Problem to solve -
Write out every line of the rows below, requests included, scaling each x and y coordinate in the answers by 1.45 and rounding to whole numbers, with halves rounded up.
*** Records
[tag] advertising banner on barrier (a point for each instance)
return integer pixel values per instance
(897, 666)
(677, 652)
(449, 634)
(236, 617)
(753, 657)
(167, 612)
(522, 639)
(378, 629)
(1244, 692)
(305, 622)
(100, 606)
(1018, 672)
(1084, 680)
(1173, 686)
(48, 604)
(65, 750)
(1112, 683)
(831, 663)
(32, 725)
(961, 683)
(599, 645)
******
Written solution -
[tag] advertising banner on barrier (a point for each instance)
return integer pixel values per instance
(1301, 966)
(982, 945)
(651, 919)
(342, 895)
(1092, 953)
(242, 887)
(757, 927)
(548, 912)
(1804, 1003)
(442, 902)
(145, 879)
(1476, 974)
(1572, 986)
(1701, 995)
(70, 876)
(94, 1088)
(1612, 990)
(1205, 961)
(46, 1051)
(1393, 990)
(869, 935)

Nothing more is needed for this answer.